Excerpts of bounding box data
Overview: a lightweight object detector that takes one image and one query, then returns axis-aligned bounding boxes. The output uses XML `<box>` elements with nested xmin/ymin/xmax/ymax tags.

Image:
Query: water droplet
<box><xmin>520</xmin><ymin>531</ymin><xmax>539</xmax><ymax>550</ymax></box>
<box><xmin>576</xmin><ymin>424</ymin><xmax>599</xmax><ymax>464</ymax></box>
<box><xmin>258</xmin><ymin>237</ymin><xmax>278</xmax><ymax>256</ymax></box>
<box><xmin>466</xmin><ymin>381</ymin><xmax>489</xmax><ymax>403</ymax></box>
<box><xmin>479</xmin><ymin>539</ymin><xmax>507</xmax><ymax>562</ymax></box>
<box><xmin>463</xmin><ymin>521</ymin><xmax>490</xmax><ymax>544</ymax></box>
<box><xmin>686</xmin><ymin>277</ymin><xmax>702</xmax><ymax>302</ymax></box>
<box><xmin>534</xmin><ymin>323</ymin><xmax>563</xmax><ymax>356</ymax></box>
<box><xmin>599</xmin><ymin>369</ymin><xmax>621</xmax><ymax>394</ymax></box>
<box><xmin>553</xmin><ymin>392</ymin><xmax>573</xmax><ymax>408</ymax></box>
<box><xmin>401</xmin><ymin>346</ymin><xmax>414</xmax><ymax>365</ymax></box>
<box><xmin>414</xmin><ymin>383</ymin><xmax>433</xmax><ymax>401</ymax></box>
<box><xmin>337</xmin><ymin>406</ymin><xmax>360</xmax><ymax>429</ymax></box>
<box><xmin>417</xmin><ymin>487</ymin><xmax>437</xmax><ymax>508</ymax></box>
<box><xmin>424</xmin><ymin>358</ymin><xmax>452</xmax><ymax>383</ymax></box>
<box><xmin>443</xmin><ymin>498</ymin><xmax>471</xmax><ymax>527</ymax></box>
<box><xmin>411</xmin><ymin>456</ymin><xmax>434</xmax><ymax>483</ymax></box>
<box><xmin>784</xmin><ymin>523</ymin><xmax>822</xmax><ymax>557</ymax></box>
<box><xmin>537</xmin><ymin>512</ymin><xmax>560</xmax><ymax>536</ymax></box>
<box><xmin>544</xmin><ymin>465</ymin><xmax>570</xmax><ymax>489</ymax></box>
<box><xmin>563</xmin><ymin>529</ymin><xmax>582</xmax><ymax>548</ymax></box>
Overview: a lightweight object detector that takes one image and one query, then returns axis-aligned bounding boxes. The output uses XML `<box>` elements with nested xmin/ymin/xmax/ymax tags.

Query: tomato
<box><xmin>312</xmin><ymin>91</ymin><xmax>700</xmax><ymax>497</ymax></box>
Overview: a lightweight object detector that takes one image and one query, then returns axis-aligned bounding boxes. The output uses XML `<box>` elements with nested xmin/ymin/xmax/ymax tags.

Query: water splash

WHAT YOU ARE ASKED TO DO | Count the lines in the material above that contain the word "water", and reply with the number alone.

FULL RESPONSE | 2